**PROBLEM REQUIREMENTS**
Lines before the one containing "Record the location of each instance of the overcast" are excluded; retype that line and all remaining lines of the material exactly.

------ DATASET RECORDS

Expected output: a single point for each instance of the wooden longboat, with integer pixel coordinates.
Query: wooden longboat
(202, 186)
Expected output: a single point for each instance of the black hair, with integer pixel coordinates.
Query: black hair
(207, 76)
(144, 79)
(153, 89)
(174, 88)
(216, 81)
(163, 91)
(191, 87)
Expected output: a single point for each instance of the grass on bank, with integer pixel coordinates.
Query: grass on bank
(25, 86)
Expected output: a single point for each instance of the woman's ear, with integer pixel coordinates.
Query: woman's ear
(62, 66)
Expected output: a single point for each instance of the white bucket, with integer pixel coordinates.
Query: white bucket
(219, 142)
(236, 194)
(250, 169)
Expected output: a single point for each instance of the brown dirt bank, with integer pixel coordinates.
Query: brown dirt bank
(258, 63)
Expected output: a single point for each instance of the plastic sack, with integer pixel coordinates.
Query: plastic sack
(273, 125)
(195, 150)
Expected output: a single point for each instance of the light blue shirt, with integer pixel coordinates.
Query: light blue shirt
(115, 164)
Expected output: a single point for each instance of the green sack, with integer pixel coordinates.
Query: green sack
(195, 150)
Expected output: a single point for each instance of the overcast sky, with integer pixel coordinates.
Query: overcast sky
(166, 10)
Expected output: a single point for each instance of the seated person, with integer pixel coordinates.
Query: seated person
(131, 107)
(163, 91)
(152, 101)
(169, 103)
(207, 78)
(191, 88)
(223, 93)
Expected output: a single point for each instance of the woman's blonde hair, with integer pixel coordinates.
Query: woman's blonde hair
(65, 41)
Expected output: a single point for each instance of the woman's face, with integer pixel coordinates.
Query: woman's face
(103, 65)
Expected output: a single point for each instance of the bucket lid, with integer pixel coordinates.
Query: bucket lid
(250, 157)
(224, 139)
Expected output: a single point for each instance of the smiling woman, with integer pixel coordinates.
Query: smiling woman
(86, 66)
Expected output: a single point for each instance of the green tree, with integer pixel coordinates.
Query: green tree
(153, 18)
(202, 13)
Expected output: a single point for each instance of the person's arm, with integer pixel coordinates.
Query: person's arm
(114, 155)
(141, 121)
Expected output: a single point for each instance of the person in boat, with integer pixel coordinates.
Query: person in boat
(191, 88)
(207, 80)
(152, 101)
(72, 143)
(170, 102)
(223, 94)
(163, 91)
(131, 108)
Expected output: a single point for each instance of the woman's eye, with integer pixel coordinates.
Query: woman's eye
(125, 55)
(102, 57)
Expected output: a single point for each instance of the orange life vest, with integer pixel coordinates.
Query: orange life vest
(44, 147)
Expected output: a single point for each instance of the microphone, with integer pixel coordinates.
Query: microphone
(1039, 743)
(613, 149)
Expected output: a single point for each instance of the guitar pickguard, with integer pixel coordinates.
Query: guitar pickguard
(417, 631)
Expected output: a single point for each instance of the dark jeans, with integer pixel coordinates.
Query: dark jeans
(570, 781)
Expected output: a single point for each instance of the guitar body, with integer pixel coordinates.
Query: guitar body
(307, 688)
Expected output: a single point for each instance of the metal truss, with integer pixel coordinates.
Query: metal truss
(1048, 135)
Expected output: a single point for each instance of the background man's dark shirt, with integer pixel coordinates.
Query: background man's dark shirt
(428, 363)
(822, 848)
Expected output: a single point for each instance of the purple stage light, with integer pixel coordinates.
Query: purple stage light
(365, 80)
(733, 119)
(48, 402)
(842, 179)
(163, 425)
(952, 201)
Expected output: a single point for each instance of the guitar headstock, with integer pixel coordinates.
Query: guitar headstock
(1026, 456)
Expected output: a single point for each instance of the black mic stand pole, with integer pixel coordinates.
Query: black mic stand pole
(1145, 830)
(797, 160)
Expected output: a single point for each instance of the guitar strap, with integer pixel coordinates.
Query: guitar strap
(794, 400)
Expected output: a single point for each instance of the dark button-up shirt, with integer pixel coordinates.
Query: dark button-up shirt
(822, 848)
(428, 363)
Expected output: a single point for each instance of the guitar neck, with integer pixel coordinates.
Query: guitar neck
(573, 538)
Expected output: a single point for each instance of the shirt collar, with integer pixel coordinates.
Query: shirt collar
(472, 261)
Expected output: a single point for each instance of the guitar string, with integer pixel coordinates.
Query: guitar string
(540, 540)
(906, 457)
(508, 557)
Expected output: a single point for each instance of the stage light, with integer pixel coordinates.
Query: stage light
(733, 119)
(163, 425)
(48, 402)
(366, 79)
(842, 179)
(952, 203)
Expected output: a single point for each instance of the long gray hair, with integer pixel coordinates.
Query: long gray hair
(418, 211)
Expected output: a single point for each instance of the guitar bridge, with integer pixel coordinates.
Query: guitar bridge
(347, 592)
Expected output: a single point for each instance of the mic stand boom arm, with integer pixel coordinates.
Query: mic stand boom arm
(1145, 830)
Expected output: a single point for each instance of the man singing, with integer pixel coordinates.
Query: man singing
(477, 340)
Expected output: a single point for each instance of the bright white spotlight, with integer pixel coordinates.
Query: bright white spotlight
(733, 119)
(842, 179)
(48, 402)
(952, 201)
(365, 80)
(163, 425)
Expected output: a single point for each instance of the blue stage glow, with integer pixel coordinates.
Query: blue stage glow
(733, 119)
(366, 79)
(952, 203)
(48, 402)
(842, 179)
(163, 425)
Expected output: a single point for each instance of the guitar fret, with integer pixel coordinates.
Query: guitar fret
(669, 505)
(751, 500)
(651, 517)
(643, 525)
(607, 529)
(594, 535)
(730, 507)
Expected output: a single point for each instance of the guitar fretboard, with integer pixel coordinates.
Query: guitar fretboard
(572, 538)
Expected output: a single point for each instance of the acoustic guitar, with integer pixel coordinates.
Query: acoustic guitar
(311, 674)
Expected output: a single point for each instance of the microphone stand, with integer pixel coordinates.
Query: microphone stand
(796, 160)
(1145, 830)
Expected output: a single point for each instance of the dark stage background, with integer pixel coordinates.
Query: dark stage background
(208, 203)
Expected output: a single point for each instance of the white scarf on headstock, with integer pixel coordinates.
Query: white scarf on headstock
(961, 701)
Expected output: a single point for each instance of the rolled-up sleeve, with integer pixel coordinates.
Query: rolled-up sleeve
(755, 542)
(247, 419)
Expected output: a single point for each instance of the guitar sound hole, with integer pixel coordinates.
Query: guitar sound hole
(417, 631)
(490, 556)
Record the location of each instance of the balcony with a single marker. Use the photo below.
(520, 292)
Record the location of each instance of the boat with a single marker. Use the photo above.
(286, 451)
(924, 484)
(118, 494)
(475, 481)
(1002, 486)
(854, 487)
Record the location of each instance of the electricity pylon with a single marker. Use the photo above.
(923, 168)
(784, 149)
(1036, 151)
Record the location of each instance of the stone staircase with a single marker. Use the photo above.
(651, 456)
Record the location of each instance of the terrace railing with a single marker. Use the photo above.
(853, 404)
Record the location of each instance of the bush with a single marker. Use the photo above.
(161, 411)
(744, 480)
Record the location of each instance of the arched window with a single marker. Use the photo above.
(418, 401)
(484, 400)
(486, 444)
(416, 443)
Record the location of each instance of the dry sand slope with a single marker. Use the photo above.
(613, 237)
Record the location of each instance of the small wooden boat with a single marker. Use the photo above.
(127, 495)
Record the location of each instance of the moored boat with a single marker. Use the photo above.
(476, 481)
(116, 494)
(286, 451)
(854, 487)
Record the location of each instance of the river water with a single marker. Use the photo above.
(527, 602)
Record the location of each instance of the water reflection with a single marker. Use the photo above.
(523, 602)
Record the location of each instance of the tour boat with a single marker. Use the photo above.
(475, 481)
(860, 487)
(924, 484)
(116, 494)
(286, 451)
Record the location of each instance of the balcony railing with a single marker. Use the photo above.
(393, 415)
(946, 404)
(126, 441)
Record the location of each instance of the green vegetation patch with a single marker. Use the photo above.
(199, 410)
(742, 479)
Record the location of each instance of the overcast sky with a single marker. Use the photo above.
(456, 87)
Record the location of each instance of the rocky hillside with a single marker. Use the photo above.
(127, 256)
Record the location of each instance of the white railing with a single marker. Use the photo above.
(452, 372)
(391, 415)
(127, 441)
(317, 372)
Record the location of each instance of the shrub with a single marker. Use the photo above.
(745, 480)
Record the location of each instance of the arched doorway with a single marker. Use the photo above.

------------

**FINAL ANSWER**
Record the location of each instance of the overcast sky with a single marker. Use the photo above.
(456, 87)
Record the location of each instance of the rocky hillside with a single marker. Use the photo above.
(127, 256)
Record the location of each instance of the white railing with a single marker. Use the photo above.
(452, 372)
(391, 415)
(127, 441)
(317, 372)
Record the location of each instance of the shrub with a single marker. Use the photo above.
(745, 480)
Record the location of each instance of the arched doorway with a single marker. Use the photo above.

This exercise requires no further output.